> **Trecho**:
>>
De lá para cá, ganhou o edital de curadoria da Galeria Oma, em São Paulo, foi curadora da mostra Triangular, promovida pela Casa da Cultura da América Latina (CAL) na Casa Niemeyer, ajudou a constituir o acervo da CAL e, desde 2019, é a curadora da Galeria Pilastra, que precisou fechar o espaço no Guará por causa da pandemia.
Gisele conta que observou, durante a faculdade, uma forte presença periférica na ocupação do espaço acadêmico de formação em arte. Para ela, isso está mudando a cara da produção artística de Brasília e a Pilastra é uma das expressões desse novo cenário. “Tive contato com muitos artistas que ainda não estão no grande centro. Minhas três últimas exposições têm recorte voltado para artistas não homens, que pensam gênero, racialização”, avisa.
<<
> **Dados registrados**:
>>
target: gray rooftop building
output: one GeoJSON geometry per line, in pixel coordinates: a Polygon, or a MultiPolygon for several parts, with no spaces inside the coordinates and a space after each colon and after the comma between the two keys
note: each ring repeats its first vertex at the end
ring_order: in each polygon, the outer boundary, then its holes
<<
> **Exercício**: Transcreva a parte do trecho que começa em "De lá para cá, ganhou" e vai até "causa da pandemia.", incluindo essas palavras.

> **Resposta**:
De lá para cá, ganhou o edital de curadoria da Galeria Oma, em São Paulo, foi curadora da mostra Triangular, promovida pela Casa da Cultura da América Latina (CAL) na Casa Niemeyer, ajudou a constituir o acervo da CAL e, desde 2019, é a curadora da Galeria Pilastra, que precisou fechar o espaço no Guará por causa da pandemia.